[[ Passage shown open ]]

During the Solomons Islands campaign a number of native islanders volunteered to help the US forces evict the Japanese. They became known as ‘Coastwatchers’ and were to play an important role in assisting with reconnaissance as well as rescuing downed pilots.
It was a very hazardous role. The Japanese had no hesitation in torturing those islanders who were suspected of aiding the Allies. Jacob Vousa described what happened to him after he was caught in possession of a small U.S. flag – probably on the 18th August.
Well, I was caughted by the Japs and one of the Japanese Naval Officer questioned me but I was refuse to answer & I was bayoneted by a long sword twice on my chest, through my throught, a cutted the side of my tongue & I was got up from the enemies & walked through the American front line & there my Officer Mr. Clemens who D.C. at Guadalcanal during the War, later he is Major & his Clerk a native from New Georgia he was Staff Sgt his name was Daniel Pule.
Both got the reports information from the Marine Division at the Front Line by one of the Colonial of the American Marine Div, his name was Col. Buckley that I was wounded.
So then boths Major Clemens & Staff Sgt. Daniel Pule [of the British Solomons Island Police] they came up to the front line & took me to the American Hospital at Lunga Guadalcanal & there they done the treatment and the wounded was healthed up, only 12 days I was in Hospital.
After I wad discharged from the Hospital I wad do my fighting with the Japs & paid back all what they have done with me & now, here I’m I, still alive today.
Quoted in The Guadalcanal Campaign
It is a modest account which does not fully reflect what happened to him. The Japanese had tied him to a tree and had tortured him for hours during which he was bayoneted in both of his arms, throat, shoulder, face, and stomach. He refused to give any information so eventually the Japanese left him tied to the tree, presuming that he was dying.

[[ Passage shown closed ]]

#### Required action
Continue the account of Coastwatcher Jacob Vousa's capture by the Japanese from where the text stops.

[[ Data extract open ]]

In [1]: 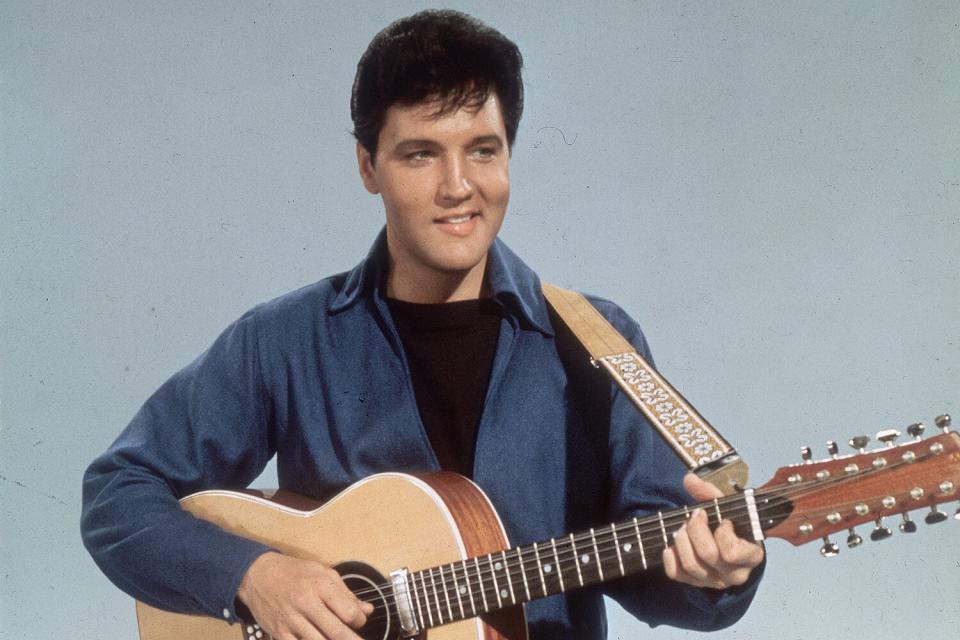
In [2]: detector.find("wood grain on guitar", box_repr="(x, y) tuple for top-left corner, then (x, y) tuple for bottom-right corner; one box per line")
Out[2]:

[[ Data extract closed ]]

#### Reply
Vouza had just enough strength left to chew through his ropes and make an escape back to the lines of the U.S. Marines.
Major Clemens was subsequently to recall:
He was in an awful mess. I could hardly bear to look at him. After he chewed free of his bonds, he set off to try to contact the Marines, but after a bit, he became so weak that he had to crawl on all fours. He must have crawled nearly three miles, right through the whole battle [area].
As if this wasn’t enough, he also insisted in spluttering out a very valuable description of what the Japanese forces had consisted, its numbers and weapons. All of this was passed on immediately.
Vouza arrived just before an expected Japanese assault on the Marine positions and was to provide valuable confirmation of the direction and strength of the attack.
He was taken to the Marines Hospital near the Lunga airfield where he was to receive sixteen pints of blood during 12 days of treatment. He subsequently made such a recovery that he became Chief Scout for the 2nd Raider Battalion – ‘Carlson’s Raiders’.